### Source excerpt
---*---
Last November in "Net Neutrality in 2008? Let's Hope Not." I wrote that there is no substantive current evidence to support this concern and that preemptive net neutrality legislation is unwise and unwarranted. In fact, I believe it's a net positive that broadband ISPs are proactively trying to manage their networks to ensure that legal traffic, generated by paying subscribers, is not adversely affected by the few heavy video file-sharers who diminish the network's performance for everyone. Broadband ISPs' actions help them run more efficient networks and better manage their investments, to the benefit of paying users.
Unfortunately, like many things in Washington, net neutrality is boiling down to a PR battle about how to shape policy-makers' perceptions, regardless of the underlying facts. For its part, Google is unabashedly framing this debate in populist terms, saying "net neutrality is...about what's ultimately best for the people, in terms of economic growth as well as the social benefit of empowering individuals to speak, create, and engage one another online." Huh? How does all that patriotic-sounding babble address the reality that network operators are grappling with 15 year-old kids downloading pirated HD movies, causing real and serious network congestion for everyone?
---*---
### Given entries
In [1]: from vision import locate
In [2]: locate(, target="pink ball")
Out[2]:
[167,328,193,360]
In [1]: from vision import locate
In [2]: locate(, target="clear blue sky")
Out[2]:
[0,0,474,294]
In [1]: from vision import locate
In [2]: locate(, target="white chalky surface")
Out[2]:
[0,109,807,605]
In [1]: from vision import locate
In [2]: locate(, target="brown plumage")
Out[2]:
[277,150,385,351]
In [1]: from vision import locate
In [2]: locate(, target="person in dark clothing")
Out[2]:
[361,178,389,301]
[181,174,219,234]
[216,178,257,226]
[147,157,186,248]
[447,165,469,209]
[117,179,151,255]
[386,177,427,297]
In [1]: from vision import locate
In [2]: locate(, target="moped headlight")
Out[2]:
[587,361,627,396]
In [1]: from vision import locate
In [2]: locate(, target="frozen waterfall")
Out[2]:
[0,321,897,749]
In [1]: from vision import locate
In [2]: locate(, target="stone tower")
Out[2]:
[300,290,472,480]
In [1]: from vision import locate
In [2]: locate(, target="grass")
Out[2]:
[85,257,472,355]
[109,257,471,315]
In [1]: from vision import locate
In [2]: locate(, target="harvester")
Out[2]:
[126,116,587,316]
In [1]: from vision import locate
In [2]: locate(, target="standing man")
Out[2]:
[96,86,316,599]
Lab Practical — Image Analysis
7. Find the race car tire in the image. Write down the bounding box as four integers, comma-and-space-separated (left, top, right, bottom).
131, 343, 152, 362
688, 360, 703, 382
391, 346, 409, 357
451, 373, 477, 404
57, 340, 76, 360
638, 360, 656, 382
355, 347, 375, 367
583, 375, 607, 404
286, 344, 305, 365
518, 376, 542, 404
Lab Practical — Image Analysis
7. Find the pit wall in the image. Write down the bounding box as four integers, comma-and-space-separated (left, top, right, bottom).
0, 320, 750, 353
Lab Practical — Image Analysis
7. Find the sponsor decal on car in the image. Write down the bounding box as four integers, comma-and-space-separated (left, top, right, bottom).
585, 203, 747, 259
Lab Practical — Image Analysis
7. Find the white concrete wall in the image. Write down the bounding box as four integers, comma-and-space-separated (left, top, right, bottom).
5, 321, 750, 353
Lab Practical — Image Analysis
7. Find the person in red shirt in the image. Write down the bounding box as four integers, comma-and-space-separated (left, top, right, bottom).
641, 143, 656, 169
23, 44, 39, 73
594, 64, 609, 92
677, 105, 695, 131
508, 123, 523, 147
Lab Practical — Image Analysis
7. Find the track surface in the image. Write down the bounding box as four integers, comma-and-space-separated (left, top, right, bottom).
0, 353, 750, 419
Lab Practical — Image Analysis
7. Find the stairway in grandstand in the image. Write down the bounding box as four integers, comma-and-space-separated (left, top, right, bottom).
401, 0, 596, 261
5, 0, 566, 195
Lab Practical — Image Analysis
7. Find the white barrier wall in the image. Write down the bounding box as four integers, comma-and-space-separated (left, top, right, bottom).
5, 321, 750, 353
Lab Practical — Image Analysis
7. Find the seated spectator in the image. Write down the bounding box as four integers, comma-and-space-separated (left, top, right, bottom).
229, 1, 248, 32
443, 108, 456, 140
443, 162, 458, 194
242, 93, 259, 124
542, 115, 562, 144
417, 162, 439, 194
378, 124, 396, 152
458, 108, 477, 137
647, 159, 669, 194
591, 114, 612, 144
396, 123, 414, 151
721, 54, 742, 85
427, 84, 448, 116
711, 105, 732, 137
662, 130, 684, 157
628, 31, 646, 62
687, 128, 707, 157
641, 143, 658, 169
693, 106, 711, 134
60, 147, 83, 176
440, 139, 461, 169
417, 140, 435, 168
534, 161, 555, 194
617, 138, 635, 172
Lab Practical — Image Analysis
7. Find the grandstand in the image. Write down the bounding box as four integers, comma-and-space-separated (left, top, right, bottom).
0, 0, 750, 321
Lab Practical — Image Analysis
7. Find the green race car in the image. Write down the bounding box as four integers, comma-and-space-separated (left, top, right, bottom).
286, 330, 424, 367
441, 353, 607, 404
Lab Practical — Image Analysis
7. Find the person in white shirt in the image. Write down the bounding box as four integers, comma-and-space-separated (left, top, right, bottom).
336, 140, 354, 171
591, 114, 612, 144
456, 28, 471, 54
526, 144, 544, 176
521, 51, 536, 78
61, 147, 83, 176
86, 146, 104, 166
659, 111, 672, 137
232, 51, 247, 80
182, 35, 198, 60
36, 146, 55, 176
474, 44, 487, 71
---*---
### Your instructions
Reproduce the stretch of the net neutrality excerpt from "Unfortunately, like many" through "congestion for everyone?" word for word. The items have no connection to the net neutrality excerpt.

### Written response
Unfortunately, like many things in Washington, net neutrality is boiling down to a PR battle about how to shape policy-makers' perceptions, regardless of the underlying facts. For its part, Google is unabashedly framing this debate in populist terms, saying "net neutrality is...about what's ultimately best for the people, in terms of economic growth as well as the social benefit of empowering individuals to speak, create, and engage one another online." Huh? How does all that patriotic-sounding babble address the reality that network operators are grappling with 15 year-old kids downloading pirated HD movies, causing real and serious network congestion for everyone?